-- start of Document section --

[GRASS5] [bug #4075] (grass) grass and postgis issue

this bug's URL: http://intevation.de/rt/webrt?serial_num=4075
-------------------------------------------------------------------------

Subject: grass and postgis issue

Platform: Mac OSX
grass obtained from: Trento Italy site
grass binary for platform: Compiled from Sources
GRASS Version: cvs 2006

I am working with postgis tables and GRASS and have found what may be a bug.

If I try and read a postgis table (with geometry columns and spatial indexing into GRASS, I get a new
vector but the associated postgis table has no geometry or spatial indexing. For exmaple:

postgis output from Tyler Ms postgis example in "Web Mapping":

project1=# \d countyp020
                                   Table "public.countyp020"
   Column | Type | Modifiers
------------+-----------------------
+----------------------------------------------------------
gid | integer | not null default nextval('countyp020_gid_seq'::regclass)
area | double precision |
perimeter | double precision |
countyp020 | bigint |
state | character varying(2) |
county | character varying(50) |
fips | character varying(5) |
state_fips | character varying(2) |
square_mil | double precision |
the_geom | geometry |
Indexes:
    "countyp020_pkey" PRIMARY KEY, btree (gid)
    "idx_countyp020_geo" gist (the_geom)
    "idx_countyp020_gid" btree (gid)
Check constraints:
    "enforce_dims_the_geom" CHECK (ndims(the_geom) = 2)

-- end of Document section --
-- start of Data section --

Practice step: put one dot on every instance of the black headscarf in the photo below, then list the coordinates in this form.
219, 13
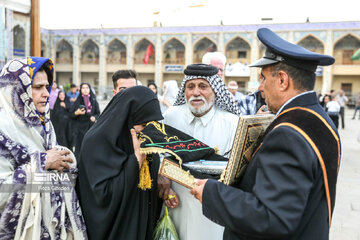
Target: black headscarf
113, 206
80, 100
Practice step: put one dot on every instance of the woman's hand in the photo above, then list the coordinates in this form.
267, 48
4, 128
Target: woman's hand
57, 160
136, 144
173, 200
80, 111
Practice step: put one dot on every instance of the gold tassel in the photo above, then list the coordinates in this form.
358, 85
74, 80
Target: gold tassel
144, 176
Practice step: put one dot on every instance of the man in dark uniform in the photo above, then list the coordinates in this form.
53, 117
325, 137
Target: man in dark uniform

-- end of Data section --

» **Set task 1**:
List the names of the indexes shown for the countyp020 table in the GRASS and PostGIS bug report.
» **Set task 2**:
Write the next part of the GRASS and PostGIS bug report, picking up after its final line.

» **Right answer 1**:
countyp020_pkey, idx_countyp020_geo, idx_countyp020_gid

» **Right answer 2**:
    "enforce_geotype_the_geom" CHECK (geometrytype(the_geom) = 'MULTIPOLYGON'::text OR
the_geom IS NULL)
    "enforce_srid_the_geom" CHECK (srid(the_geom) = -1)

However, reading the table back into GRASS with either pgsql2shp, then v.in.ogr on the shapefile, or
directly into GRASS with v.in.ogr on the postgis table, results in a new postgis table that looks like
this:

project1=# \d countyp020_postgis
        Table "public.countyp020_postgis"
   Column | Type | Modifiers
------------+------------------------+-----------
cat | integer |
gid | integer |
area | double precision |
perimeter | double precision |
countyp020 | integer |
state | character varying(255) |
county | character varying(255) |
fips | character varying(255) |
state_fips | character varying(255) |
square_mil | double precision |
Indexes:
    "countyp020_postgis_cat" UNIQUE, btree (cat)

or:

project1=# \d countyp020_grass
        Table "public.countyp020_grass"
   Column | Type | Modifiers
------------+-----------------------+-----------
cat | integer |
area | double precision |
perimeter | double precision |
countyp020 | double precision |
state | character varying(2) |
county | character varying(50) |
fips | character varying(5) |
state_fips | character varying(2) |
square_mil | double precision |
Indexes:
    "countyp020_grass_cat" UNIQUE, btree (cat)

Notice the lack of geometry and idexes in both posgis tables. Also, the difference in type lengths
(character 5 vs 250 for fips).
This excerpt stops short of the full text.